» **EXCERPTED PASSAGE**:
-- -- --
A newsletter for the industry pro (or aspiring pro).

Cocktails

Eulogy for the Tiny Clothespin

October 22, 2021

Story: Nick Caruso

art: Joe Gough

Cocktails

Eulogy for the Tiny Clothespin

October 22, 2021

Story: Nick Caruso

art: Joe Gough

The short, wondrous career of the diminutive cocktail accessory has come to an end.

The tiny clothespin, a humble crafting staple that rose to cocktail accessory stardom, has lost its tenuous clamp on the garnish A-list after a decadelong career.

Fame found the tiny clothespin late in life, after a long string of dead-end jobs. In a 2019 interview, the tiny clothespin described its early career as “stagnant and transient, often degenerate,” and recounted appearances in Jo-Ann Fabrics, Michael’s and sometimes Target. “It was always the same thing. A homemaker, decorating for a family-to-be, waltzes into my aisle, looking for something quirky, something adorable ... and invariably I’d wind up going home with them. We’d have fun hanging photo prints on decorative twine, and pinning cute notes to a kid’s sack lunch, but that kind of thing never lasts—I’d always end up in the junk drawer.”

It was in the late aughts that the tiny clothespin overheard an IKEA cashier in Brooklyn mention a “loaded bloody Mary” she’d had the weekend prior: The classic brunch cocktail was garnished with two hamburger sliders, a jumbo prawn, 14 olives, a slab of honey ham, six Tater Tots and a large soft pretzel, all speared through with a hunting arrow and perched on the lip of a pint glass. The maximalist display inspired the tiny clothespin to capitalize on what had often been considered its greatest weakness: the low tensile–strength spring holding its two halves together.
-- -- --
Point-per-instance localization data
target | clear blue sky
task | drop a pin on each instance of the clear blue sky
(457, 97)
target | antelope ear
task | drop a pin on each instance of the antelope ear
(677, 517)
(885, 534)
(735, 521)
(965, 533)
-- -- --
» **ASSIGNMENT**: Continue the essay about the tiny clothespin from the point where it stops.

» **TASK RESPONSE**:
“When the zeitgeist goes too extreme, you know it will overcorrect,” said the tiny clothespin in a 2018 interview with TIME. “I knew that correction would be toward minimalism.”

Soon, the tiny clothespin began marketing itself toward creative cocktail designers looking to class up while paring down. “The idea was so sexy,” said Zelda Wingarten, former head mixologist at craft cocktail bar Pin Up Babe in Atlanta. “The tiny clothespin was like the ant of garnishing tools: so small and elegant, but mighty enough to hold a basil leaf to a highball glass rim so precisely. Amazing.”

By 2017, the tiny clothespin was showing up everywhere, Austin to Asheville, Singapore to Rome. Packs of 50, 100 and sometimes 1,000 tiny clothespins enjoyed top-shelf storage at fine drinking establishments. The tiny clothespin was suddenly the “it” cocktail accessory, the poster child for a progressive garnish method dubbed “aroma posturing,” wherein fragrant citrus peels and herbs were lightly fastened to a cocktail glass exactly at nostril level.

As the tiny clothespin grew in popularity, so too did the variety on offer. Plain hardwood gave way to a rainbow of fine metals—brass, silver, even platinum—employed in five-star establishments in Saudi Arabia and Tokyo. The zeitgeist had found the tiny clothespin.

As demand for the diminutive accoutrement grew, unchecked ambition reared its ugly head. The tiny clothespin insisted upon dramatic production increases and hired an undisclosed Silicon Valley firm to develop Tiny Clothespin: The App, whose development reportedly cost upwards of $3 million. (The product was never released.) To maintain market value, corners were cut elsewhere: materials.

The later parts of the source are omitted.